Objective
Each entry should be quoted word for word, including every mark of punctuation.

- - -

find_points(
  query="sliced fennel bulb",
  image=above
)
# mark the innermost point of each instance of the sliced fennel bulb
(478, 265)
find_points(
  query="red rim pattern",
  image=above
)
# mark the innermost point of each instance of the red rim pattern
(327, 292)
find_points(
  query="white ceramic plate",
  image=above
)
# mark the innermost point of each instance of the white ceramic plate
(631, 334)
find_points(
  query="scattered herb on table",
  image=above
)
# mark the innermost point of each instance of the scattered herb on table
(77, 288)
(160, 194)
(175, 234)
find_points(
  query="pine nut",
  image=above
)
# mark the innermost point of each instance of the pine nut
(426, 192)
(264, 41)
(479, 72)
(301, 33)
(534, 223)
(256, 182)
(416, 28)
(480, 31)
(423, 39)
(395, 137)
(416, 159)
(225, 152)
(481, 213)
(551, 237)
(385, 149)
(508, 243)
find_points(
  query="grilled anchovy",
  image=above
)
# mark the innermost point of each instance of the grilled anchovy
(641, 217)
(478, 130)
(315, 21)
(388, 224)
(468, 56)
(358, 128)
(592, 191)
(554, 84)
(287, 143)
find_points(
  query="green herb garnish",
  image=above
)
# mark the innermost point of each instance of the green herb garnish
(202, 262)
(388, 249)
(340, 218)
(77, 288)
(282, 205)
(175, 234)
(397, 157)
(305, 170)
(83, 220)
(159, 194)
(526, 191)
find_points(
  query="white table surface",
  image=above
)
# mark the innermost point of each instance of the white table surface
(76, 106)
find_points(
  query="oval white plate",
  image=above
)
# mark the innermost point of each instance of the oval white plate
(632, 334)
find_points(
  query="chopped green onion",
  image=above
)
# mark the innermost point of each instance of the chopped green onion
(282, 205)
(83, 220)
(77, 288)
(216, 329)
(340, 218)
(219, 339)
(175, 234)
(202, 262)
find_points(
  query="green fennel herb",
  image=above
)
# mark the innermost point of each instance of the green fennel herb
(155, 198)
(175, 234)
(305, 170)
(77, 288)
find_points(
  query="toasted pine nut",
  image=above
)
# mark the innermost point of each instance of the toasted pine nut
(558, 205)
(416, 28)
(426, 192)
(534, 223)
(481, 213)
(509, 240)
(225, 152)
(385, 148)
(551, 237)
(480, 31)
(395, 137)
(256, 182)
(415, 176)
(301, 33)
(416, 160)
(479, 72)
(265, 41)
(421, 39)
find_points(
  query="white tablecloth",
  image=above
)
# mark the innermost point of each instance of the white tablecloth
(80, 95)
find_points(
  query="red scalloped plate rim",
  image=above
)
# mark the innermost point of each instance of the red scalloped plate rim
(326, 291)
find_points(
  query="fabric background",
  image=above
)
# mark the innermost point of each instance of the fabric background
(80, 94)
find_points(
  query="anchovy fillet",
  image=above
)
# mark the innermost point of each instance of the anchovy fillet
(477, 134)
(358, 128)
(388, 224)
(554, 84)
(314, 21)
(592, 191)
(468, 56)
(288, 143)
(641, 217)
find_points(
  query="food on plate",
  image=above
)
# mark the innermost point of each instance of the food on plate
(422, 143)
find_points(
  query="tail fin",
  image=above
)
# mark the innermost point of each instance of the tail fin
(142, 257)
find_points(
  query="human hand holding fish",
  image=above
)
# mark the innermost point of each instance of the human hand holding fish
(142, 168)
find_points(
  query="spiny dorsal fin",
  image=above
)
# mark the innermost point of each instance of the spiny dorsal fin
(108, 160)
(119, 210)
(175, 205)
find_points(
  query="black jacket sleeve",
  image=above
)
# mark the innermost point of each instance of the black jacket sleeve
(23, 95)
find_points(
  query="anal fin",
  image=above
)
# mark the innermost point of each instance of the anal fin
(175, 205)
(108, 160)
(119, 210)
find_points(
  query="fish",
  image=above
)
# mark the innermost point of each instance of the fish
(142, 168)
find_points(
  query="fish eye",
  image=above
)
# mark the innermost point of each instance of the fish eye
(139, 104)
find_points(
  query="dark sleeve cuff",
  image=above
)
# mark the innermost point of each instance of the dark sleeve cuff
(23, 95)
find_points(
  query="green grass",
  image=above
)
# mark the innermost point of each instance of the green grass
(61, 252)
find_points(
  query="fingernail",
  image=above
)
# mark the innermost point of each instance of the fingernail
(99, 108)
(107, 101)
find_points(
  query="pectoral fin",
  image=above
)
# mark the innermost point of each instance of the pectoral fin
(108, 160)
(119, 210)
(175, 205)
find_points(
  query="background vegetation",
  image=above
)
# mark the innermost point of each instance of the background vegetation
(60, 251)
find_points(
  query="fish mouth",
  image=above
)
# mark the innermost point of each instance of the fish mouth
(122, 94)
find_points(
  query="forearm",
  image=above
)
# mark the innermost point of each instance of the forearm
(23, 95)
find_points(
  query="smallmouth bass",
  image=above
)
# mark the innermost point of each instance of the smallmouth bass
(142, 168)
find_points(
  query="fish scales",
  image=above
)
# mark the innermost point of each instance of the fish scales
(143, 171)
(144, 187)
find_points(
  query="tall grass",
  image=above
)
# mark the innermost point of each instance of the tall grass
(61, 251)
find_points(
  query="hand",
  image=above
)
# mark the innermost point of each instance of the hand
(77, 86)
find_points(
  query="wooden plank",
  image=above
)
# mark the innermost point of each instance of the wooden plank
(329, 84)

- - -

Answer below
find_points(
  query="sliced fennel bulb",
  image=above
)
# mark the innermost point of each instance of the sliced fennel bulb
(478, 265)
find_points(
  query="red rim pattern",
  image=above
)
# mark the innermost point of each instance of the red rim pattern
(327, 292)
find_points(
  query="white ceramic plate",
  image=above
)
# mark the innermost point of each instance of the white ceramic plate
(631, 334)
find_points(
  query="scattered herb on table",
  image=above
)
# mark the innermost point of each instance of the scattered herb on table
(77, 288)
(160, 194)
(175, 234)
find_points(
  query="pine nut",
  image=above
)
# mark the innermost point of each instance of the pine nut
(426, 192)
(264, 41)
(479, 72)
(301, 33)
(534, 223)
(256, 182)
(416, 28)
(480, 31)
(423, 39)
(395, 137)
(416, 159)
(225, 152)
(481, 213)
(551, 237)
(385, 149)
(508, 243)
find_points(
  query="grilled anchovy",
  image=above
)
# mark the innermost point of each instance of the grilled anchovy
(641, 217)
(478, 130)
(315, 21)
(388, 224)
(468, 56)
(358, 128)
(592, 191)
(554, 84)
(287, 143)
find_points(
  query="green herb garnish",
  image=above
)
# mark the innermost point of each instance of the green herb garnish
(202, 262)
(388, 249)
(340, 218)
(77, 288)
(282, 205)
(175, 234)
(397, 157)
(305, 170)
(83, 220)
(159, 194)
(526, 191)
find_points(
  query="white table surface",
  image=above
)
# mark the innermost point of each instance of the white table surface
(76, 106)
find_points(
  query="oval white plate",
  image=above
)
# mark the innermost point of each instance of the oval white plate
(632, 334)
find_points(
  query="chopped green onion",
  image=above
)
# mark the innermost point of each instance of the chopped green onion
(282, 205)
(83, 220)
(77, 288)
(216, 329)
(340, 218)
(219, 339)
(175, 234)
(202, 262)
find_points(
  query="green fennel herb",
  image=above
)
# mark the innermost point of each instance of the green fennel herb
(155, 198)
(175, 234)
(305, 170)
(77, 288)
find_points(
  query="toasted pine nut",
  image=above
)
# mark the innermost point of each instance of the toasted pine nut
(558, 205)
(416, 28)
(426, 192)
(534, 223)
(481, 213)
(509, 240)
(225, 152)
(385, 148)
(551, 237)
(480, 31)
(395, 137)
(256, 182)
(415, 176)
(301, 33)
(416, 160)
(479, 72)
(265, 41)
(421, 39)
find_points(
  query="white tablecloth",
  image=above
)
# mark the innermost point of each instance of the white tablecloth
(80, 95)
find_points(
  query="red scalloped plate rim",
  image=above
)
# mark the innermost point of each instance of the red scalloped plate rim
(326, 291)
find_points(
  query="fabric background",
  image=above
)
# mark the innermost point of each instance of the fabric background
(80, 94)
find_points(
  query="anchovy fillet",
  image=above
)
# mark the innermost point of each instance of the anchovy fillet
(477, 134)
(358, 128)
(388, 224)
(554, 84)
(314, 21)
(592, 191)
(468, 56)
(288, 143)
(641, 217)
find_points(
  query="food on plate",
  image=above
)
# mark the innermost point of each instance of the food on plate
(422, 143)
find_points(
  query="tail fin",
  image=above
)
# mark the innermost point of each instance of the tail fin
(142, 257)
find_points(
  query="human hand holding fish",
  image=above
)
# mark the innermost point of each instance of the human hand holding fish
(142, 168)
find_points(
  query="spiny dorsal fin",
  image=above
)
# mark the innermost point of each instance of the spiny dorsal fin
(108, 160)
(119, 210)
(175, 205)
find_points(
  query="black jacket sleeve",
  image=above
)
# mark the innermost point of each instance of the black jacket sleeve
(23, 95)
find_points(
  query="anal fin",
  image=above
)
# mark the innermost point of each instance of the anal fin
(175, 205)
(108, 160)
(119, 210)
find_points(
  query="fish",
  image=above
)
# mark the innermost point of each instance of the fish
(142, 168)
find_points(
  query="fish eye",
  image=above
)
# mark the innermost point of each instance of the fish eye
(139, 104)
find_points(
  query="dark sleeve cuff",
  image=above
)
# mark the innermost point of each instance of the dark sleeve cuff
(23, 95)
find_points(
  query="green grass",
  image=above
)
# mark the innermost point of each instance of the green grass
(61, 252)
find_points(
  query="fingernail",
  image=above
)
# mark the innermost point of each instance of the fingernail
(99, 108)
(107, 101)
find_points(
  query="pectoral fin",
  image=above
)
# mark the innermost point of each instance of the pectoral fin
(108, 160)
(119, 210)
(175, 205)
find_points(
  query="background vegetation",
  image=above
)
# mark the innermost point of each instance of the background vegetation
(60, 251)
find_points(
  query="fish mouth",
  image=above
)
# mark the innermost point of each instance of the fish mouth
(122, 94)
find_points(
  query="forearm",
  image=above
)
# mark the innermost point of each instance of the forearm
(23, 95)
find_points(
  query="smallmouth bass",
  image=above
)
# mark the innermost point of each instance of the smallmouth bass
(142, 168)
find_points(
  query="fish scales",
  image=above
)
# mark the innermost point of each instance of the fish scales
(143, 171)
(144, 187)
find_points(
  query="tall grass",
  image=above
)
# mark the innermost point of each instance of the tall grass
(61, 251)
find_points(
  query="hand",
  image=above
)
# mark the innermost point of each instance of the hand
(77, 86)
find_points(
  query="wooden plank",
  image=above
)
# mark the innermost point of each instance of the wooden plank
(329, 84)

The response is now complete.